⟨

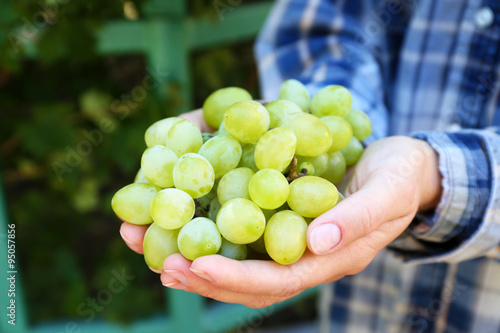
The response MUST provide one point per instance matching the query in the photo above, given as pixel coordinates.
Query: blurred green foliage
(64, 150)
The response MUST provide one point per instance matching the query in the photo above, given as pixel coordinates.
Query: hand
(395, 177)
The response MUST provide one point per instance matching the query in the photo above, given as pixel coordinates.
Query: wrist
(431, 178)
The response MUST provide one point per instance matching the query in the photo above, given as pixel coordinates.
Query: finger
(133, 236)
(358, 215)
(177, 275)
(261, 277)
(196, 117)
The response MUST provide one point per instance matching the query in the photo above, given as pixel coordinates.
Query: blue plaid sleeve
(466, 223)
(332, 42)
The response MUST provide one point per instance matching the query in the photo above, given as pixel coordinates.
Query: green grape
(247, 121)
(306, 168)
(258, 245)
(205, 200)
(352, 153)
(361, 124)
(234, 184)
(336, 167)
(131, 203)
(171, 208)
(248, 157)
(218, 102)
(311, 196)
(268, 213)
(233, 251)
(158, 244)
(241, 221)
(222, 129)
(199, 238)
(313, 136)
(319, 163)
(331, 100)
(184, 137)
(275, 149)
(268, 188)
(207, 136)
(223, 152)
(295, 91)
(341, 132)
(157, 164)
(156, 134)
(279, 109)
(140, 178)
(214, 209)
(285, 237)
(194, 174)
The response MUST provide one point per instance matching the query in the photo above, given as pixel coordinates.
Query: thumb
(355, 217)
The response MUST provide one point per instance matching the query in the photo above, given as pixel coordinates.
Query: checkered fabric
(428, 69)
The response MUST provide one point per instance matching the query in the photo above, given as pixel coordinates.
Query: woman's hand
(395, 178)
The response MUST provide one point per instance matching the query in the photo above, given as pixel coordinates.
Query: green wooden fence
(166, 35)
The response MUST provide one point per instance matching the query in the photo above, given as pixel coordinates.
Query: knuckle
(291, 287)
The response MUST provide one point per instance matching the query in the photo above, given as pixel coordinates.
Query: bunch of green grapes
(249, 189)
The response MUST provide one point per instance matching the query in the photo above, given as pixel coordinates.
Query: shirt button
(484, 17)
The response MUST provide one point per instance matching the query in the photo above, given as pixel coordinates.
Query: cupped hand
(395, 178)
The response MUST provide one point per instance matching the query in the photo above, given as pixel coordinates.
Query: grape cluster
(258, 180)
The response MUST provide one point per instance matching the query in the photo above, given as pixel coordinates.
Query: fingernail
(324, 238)
(175, 285)
(203, 275)
(178, 275)
(127, 241)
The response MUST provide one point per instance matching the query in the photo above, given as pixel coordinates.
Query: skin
(395, 178)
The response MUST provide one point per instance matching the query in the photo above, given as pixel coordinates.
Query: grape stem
(293, 174)
(199, 211)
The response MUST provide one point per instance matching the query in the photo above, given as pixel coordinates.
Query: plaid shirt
(428, 69)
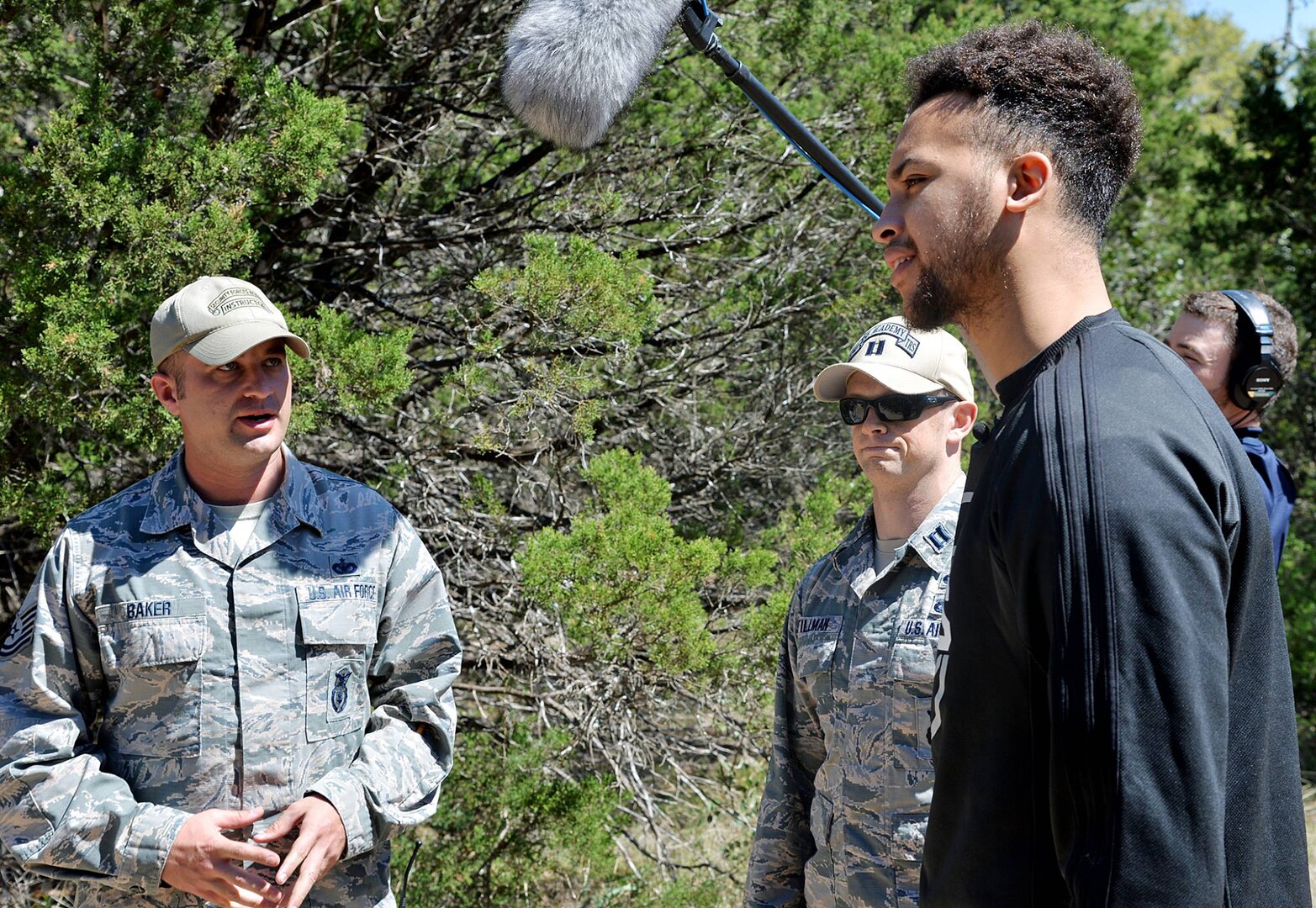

⟩

Task requirements
Return each line of the items above that contains the string "hand", copied in full. Case counts.

Output of the exercise
Query: hand
Query: woman's hand
Query: cupped hand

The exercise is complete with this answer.